# TEXTE FOURNI

Religiologiques, no 10

Numéro dix
éditorial en forme de dédicace


Numéro dix. Petite étape symbolique, léger ouf! de soulagement... Cinq ans après sa naissance, dix numéros thématiques, une centaine d'articles, et plus de deux mille pages plus loin, Religiologiques n'a - qu'on se rassure - ni le goût de pavoiser en se pétant bruyamment les bretelles, ni celui d'emprunter son miroir à Marguerite pour s'y admirer avec complaisance. On comprendra en revanche qu'elle soit heureuse et fière d'offrir à ses lecteurs et à ses lectrices ce dixième jalon de son encore jeune histoire, qui porte - on aurait presque envie d'y voir un clin d'oeil - sur l'actualité du mythe.

# LES ITEMS
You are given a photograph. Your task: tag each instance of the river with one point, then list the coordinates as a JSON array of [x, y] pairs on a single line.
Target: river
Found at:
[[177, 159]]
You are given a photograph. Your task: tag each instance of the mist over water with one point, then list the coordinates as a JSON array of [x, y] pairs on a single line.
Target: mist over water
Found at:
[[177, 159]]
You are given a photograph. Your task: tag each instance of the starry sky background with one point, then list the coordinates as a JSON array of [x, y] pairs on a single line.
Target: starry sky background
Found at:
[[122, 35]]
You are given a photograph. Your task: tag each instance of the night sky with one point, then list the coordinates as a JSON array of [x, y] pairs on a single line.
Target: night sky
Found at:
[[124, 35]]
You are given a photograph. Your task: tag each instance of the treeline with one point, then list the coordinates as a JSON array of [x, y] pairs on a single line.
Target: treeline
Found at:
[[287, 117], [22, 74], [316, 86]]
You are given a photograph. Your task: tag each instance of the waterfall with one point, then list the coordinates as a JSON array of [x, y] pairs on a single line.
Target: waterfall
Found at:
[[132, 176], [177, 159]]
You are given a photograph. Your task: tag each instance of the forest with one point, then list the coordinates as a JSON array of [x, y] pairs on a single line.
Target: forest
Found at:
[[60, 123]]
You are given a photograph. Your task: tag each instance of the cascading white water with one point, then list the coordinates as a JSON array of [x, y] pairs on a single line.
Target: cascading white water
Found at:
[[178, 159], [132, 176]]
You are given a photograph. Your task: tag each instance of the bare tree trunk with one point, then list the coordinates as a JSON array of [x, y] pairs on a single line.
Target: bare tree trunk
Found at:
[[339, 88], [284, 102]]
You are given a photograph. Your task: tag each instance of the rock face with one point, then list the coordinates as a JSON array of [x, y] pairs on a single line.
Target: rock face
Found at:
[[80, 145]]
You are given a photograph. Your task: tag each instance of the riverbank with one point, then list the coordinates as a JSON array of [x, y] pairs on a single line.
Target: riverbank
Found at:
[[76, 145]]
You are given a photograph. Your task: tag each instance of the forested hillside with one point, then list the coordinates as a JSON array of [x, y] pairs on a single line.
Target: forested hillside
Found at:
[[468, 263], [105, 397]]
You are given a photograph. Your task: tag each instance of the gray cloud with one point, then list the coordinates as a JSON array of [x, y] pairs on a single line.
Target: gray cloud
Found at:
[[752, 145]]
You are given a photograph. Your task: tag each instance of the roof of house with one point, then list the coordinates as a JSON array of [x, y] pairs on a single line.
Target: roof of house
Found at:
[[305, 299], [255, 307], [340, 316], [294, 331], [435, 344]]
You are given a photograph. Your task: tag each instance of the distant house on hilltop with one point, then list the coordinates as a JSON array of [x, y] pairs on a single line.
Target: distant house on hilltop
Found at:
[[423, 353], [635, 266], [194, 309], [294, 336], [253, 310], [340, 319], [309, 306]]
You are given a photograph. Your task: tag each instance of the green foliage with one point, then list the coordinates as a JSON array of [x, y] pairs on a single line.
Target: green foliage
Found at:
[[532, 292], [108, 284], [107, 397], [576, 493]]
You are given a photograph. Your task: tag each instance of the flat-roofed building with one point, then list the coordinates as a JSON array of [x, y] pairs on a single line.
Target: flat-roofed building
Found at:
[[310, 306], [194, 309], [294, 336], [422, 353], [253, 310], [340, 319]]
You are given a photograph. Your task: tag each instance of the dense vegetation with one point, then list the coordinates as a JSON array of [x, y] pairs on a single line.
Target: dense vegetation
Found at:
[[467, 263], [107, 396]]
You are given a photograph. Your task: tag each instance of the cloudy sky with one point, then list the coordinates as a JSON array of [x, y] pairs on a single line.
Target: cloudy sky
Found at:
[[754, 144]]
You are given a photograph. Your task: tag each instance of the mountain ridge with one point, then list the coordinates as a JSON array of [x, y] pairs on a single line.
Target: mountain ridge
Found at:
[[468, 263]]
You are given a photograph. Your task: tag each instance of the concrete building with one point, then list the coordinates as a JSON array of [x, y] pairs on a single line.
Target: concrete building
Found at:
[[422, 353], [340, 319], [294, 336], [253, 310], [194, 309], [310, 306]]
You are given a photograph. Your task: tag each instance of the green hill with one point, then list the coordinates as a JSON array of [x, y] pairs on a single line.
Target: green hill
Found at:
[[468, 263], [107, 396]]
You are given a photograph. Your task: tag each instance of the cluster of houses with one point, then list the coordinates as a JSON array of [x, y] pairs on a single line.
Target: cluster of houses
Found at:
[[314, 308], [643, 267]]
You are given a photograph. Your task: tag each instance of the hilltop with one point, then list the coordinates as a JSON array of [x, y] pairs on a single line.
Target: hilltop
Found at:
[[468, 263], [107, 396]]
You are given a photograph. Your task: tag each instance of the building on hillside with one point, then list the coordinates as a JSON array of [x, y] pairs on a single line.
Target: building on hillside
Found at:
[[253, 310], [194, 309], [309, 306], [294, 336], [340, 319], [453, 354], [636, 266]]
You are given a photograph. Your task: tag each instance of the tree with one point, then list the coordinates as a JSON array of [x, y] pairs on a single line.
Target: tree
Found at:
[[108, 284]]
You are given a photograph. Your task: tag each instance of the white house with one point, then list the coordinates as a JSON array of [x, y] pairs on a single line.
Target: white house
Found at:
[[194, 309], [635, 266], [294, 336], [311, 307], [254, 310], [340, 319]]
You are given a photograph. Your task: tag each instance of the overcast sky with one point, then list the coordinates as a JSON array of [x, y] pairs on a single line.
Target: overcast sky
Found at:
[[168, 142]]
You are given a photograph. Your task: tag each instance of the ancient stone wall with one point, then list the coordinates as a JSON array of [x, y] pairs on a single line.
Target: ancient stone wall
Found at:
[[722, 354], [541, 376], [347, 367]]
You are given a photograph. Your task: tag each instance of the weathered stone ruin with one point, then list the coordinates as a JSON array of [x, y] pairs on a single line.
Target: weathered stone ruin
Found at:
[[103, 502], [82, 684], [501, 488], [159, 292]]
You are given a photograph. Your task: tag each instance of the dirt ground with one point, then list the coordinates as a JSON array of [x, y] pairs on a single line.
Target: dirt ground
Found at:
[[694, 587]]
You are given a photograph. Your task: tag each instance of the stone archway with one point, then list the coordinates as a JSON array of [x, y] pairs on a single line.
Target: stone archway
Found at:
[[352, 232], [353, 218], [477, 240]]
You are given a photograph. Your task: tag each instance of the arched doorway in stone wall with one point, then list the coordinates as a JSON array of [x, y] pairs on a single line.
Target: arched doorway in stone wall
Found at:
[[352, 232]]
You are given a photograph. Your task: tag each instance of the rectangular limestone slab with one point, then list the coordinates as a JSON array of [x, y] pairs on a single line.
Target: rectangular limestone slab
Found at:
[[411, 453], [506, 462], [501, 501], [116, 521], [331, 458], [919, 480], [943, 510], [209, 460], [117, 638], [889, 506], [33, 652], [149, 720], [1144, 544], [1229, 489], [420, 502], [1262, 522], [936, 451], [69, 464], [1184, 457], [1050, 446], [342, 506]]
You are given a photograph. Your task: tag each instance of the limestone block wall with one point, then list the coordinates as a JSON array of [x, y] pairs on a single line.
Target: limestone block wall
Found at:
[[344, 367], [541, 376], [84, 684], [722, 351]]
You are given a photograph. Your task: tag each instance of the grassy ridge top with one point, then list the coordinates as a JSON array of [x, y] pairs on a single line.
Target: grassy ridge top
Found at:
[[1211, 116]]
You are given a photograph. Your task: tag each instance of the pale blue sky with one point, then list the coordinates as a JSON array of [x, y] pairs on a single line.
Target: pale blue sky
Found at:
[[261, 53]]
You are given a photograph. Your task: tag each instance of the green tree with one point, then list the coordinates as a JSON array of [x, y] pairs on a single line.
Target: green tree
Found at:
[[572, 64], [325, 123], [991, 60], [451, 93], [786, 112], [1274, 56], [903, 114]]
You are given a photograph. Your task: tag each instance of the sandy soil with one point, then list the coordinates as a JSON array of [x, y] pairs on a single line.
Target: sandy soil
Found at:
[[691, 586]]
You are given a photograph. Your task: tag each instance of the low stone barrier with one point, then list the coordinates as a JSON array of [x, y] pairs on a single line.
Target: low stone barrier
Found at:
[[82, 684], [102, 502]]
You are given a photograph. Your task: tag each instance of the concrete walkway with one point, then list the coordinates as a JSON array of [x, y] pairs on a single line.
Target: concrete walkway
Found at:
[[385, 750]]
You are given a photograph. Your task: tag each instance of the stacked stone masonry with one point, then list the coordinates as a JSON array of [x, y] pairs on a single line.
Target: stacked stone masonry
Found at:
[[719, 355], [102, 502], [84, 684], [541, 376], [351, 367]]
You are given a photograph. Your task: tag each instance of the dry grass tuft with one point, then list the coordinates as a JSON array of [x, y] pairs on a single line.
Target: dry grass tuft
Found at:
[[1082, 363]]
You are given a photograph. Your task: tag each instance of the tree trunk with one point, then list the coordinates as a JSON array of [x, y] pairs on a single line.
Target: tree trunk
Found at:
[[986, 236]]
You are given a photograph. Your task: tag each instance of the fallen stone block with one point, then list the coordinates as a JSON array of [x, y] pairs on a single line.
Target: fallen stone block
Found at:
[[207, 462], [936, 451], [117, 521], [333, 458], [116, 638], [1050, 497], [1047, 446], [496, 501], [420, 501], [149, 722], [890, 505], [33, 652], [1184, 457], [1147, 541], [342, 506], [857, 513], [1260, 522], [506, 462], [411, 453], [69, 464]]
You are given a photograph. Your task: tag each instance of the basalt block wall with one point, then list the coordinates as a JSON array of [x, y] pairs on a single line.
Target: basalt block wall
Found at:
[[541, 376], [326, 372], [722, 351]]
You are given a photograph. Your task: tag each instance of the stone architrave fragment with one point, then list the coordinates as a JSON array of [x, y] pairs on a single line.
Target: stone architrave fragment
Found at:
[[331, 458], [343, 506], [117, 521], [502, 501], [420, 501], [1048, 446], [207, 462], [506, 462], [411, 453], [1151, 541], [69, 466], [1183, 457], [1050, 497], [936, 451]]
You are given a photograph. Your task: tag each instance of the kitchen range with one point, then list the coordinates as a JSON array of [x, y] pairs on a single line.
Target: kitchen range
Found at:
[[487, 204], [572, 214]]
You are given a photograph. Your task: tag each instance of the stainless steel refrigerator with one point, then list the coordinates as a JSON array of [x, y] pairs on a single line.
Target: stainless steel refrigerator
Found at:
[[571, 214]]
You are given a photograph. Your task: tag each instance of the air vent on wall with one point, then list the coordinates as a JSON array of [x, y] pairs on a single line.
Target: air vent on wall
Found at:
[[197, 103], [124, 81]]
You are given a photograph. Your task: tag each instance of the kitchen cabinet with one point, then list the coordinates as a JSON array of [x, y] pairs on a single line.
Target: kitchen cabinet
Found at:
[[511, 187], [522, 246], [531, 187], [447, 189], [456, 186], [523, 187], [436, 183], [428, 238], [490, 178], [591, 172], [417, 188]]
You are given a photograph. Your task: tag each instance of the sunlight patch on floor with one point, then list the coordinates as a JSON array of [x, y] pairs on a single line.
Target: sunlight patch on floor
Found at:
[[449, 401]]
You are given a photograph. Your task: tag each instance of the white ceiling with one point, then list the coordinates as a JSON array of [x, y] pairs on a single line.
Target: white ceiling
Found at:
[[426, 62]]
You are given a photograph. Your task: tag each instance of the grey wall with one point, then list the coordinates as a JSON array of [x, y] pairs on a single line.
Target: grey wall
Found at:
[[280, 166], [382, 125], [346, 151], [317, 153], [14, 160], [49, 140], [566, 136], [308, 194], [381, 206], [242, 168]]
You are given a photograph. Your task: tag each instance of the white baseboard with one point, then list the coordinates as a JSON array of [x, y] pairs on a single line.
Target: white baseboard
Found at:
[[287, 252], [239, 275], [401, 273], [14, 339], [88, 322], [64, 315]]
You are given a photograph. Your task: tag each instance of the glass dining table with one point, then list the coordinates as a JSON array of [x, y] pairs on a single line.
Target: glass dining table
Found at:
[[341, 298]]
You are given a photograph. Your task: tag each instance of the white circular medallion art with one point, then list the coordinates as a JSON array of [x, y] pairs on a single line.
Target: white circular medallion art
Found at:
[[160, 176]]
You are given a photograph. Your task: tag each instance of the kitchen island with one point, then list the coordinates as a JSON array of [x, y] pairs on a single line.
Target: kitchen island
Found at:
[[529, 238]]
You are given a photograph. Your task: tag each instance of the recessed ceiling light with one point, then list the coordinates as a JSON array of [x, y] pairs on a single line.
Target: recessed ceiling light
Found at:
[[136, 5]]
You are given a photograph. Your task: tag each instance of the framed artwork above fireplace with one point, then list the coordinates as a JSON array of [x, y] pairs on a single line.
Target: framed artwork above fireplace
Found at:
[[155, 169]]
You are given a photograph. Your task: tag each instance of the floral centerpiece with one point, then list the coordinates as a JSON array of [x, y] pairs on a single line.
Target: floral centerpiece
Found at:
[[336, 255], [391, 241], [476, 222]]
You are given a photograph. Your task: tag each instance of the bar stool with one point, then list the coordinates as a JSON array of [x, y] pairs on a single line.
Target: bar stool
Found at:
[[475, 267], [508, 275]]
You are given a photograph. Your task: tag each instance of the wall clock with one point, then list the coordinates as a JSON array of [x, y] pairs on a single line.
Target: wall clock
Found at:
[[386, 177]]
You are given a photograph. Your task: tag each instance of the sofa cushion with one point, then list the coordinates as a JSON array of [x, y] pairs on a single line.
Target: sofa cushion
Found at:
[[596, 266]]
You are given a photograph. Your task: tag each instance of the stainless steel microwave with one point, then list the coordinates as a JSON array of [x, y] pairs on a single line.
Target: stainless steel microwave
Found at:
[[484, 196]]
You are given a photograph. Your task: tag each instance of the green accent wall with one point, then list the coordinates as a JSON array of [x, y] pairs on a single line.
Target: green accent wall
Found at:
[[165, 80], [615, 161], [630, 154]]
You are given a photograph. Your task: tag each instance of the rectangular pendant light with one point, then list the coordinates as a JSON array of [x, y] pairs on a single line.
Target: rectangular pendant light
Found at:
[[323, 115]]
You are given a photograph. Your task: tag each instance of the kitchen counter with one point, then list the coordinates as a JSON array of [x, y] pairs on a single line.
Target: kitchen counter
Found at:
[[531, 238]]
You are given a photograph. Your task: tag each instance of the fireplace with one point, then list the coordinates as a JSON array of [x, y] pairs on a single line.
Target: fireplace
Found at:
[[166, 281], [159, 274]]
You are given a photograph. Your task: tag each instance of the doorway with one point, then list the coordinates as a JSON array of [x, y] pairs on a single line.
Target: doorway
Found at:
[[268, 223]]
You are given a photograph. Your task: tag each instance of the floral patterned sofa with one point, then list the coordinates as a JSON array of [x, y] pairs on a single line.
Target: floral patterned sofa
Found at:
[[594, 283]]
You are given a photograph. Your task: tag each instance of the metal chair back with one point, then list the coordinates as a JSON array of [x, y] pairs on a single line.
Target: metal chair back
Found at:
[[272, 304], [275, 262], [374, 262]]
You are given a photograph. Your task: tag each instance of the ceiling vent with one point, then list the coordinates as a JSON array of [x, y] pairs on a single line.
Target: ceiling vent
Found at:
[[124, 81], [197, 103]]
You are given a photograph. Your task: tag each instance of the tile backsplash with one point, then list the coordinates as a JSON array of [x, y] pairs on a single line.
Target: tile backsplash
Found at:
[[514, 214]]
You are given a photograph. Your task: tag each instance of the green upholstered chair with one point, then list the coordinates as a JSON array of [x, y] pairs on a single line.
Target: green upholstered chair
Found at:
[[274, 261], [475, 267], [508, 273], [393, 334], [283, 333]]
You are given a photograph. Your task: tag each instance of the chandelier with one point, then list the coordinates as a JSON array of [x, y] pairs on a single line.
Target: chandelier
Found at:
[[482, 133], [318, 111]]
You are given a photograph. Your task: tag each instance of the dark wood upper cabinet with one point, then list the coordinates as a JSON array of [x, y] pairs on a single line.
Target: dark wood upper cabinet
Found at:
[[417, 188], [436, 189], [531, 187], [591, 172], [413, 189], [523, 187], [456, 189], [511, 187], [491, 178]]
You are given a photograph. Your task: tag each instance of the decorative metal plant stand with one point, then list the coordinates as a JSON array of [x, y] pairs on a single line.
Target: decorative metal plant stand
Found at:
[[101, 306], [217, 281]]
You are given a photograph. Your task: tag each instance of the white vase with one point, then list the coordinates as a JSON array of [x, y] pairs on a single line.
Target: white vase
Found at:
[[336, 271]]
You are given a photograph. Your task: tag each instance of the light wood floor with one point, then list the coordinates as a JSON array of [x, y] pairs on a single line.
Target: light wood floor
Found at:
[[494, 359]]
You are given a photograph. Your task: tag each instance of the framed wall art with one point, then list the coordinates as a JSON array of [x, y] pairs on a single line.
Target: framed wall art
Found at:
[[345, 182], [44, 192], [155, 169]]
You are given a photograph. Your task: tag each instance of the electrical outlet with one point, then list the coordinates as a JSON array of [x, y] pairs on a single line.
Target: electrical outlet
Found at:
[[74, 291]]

# LA CONSIGNE
Dans l'éditorial, relevez toutes les quantités énumérées dans la phrase qui commence par « Cinq ans après sa naissance ».

# RÉPONSE PROPOSÉE
- cinq ans
- dix numéros thématiques
- une centaine d'articles
- plus de deux mille pages